### [Page text]
--------

Now comes the sprint.
A day after the only fall race in the Boston Marathon’s 125-year history, organizers turned their attention to the 2022 event and whether to keep any of this year’s pandemic-inspired changes.
Complicating their planning: they have half the usual time to decide.
“I know we call it the 125th, but this one was like starting over again,” race director Dave McGillivray said on Tuesday, about 24 hours after Kenyans Benson Kipruto and Diana Kipyogei broke the tape on Boylston Street. “Next year, who knows if we do anything like this?”
One decision that’s already been made: the race won’t immediately go back to the full, pre-pandemic field size of more than 30,000 when it returns to its traditional Patriots’ Day start on April 18, 2022. To allow for greater social distancing at the start and on the course, this year’s field was capped at about 18,000 — with 15,736 making it to the starting line and 15,461 finishing.
How much smaller is still being debated.

--------

### [Data block]
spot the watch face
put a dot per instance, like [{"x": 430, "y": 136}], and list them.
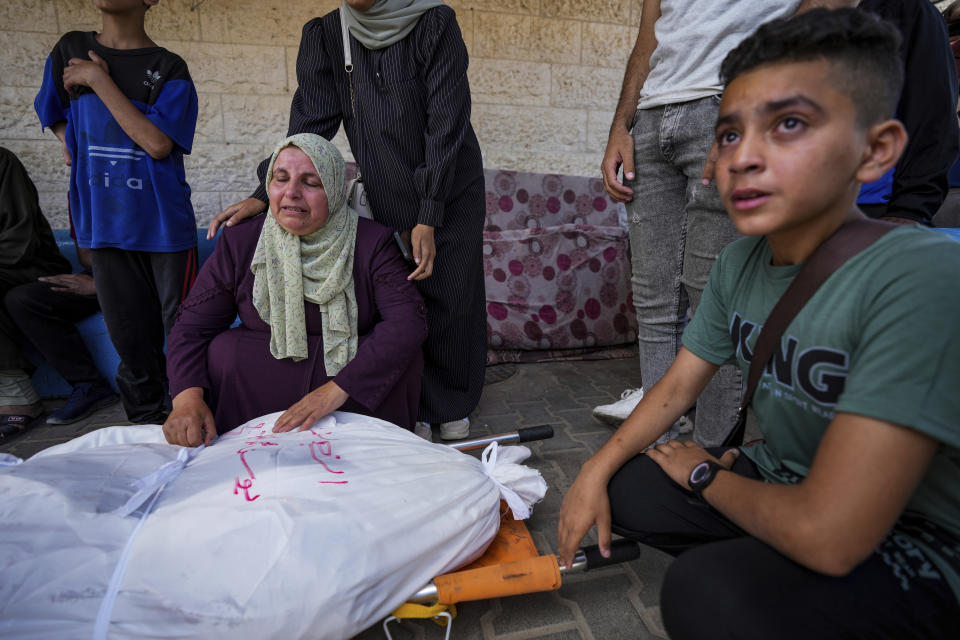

--------

### [Tasks to perform]
1) According to the Boston Marathon text, why was this year's field capped at about 18,000 runners?
2) Decide whether each statement agrees with the Boston Marathon text: (a) The 2022 race will return to the pre-pandemic field of more than 30,000 runners. (b) More than 15,000 runners finished this year's race. (c) The 2022 race is set to start on Patriots' Day, April 18, 2022.

### [Solutions in order]
1) The field was capped at about 18,000 to allow for greater social distancing at the start and on the course.

2)
(a) No: "the race won’t immediately go back to the full, pre-pandemic field size of more than 30,000"
(b) Yes: "15,461 finishing"
(c) Yes: "its traditional Patriots’ Day start on April 18, 2022"